What the exercise asks: Type out the Super Bowl passage below from "We stayed seated" up to and including "been welded together.", word for word.

Selected extract:
Segment Open

We were the charming, quirky and inquisitive British couple and they were the very personification of gregarious, warm and welcoming Southern American hospitality. Despite the distance across their land and the Atlantic Ocean our shared cultural connections and a common language made us feel part of that mass of raw Texan meat ready to sizzle at the start of the Super Bowl.

All eyes fixed on the dozen screens reflecting the same snowy scene from the stadium in New Jersey.

Like all American sporting (and of course many other occasions) The Star Spangled Banner was sung before the main event: it boomed from the TV screens and from the mouths of most of the patriotic patrons.

We stayed seated and smiled while trying to look serious. We maintained a dignified exterior while cringing slightly inside. We were miles from Waco, Texas but this seemed like an automatic and mass response to rise: almost cult like. And when representatives from the military took to the sporting field our bar, no doubt like thousands of other bars in the States, shook with emotion. Another link in the cultural chain that connects American Sport and war had been welded together.

What places the Super Bowl – and all the matches played under the National Football League more widely – apart from many other mass gatherings in the US is the presence front and foremost of the military. The differences between the battlefield and the sporting field seem to have been steadily broken down by pageantry and this is no simply coincidence. 

This overt militarisation of Football recently led two Arizona Senators to uncover almost $7 million in “paid for patriotism” at sporting events, with 18 NFL teams receiving more than $5.6 million over four years. Blurring the lines between sport and war is a concern for some Americans.

Segment Closed

Given data:
Segment Open

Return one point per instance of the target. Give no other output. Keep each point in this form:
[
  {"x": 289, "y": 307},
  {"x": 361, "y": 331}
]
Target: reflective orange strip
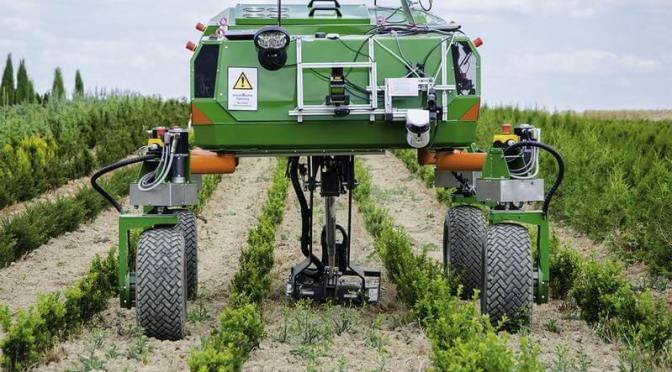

Segment Closed

Solution to this problem:
We stayed seated and smiled while trying to look serious. We maintained a dignified exterior while cringing slightly inside. We were miles from Waco, Texas but this seemed like an automatic and mass response to rise: almost cult like. And when representatives from the military took to the sporting field our bar, no doubt like thousands of other bars in the States, shook with emotion. Another link in the cultural chain that connects American Sport and war had been welded together.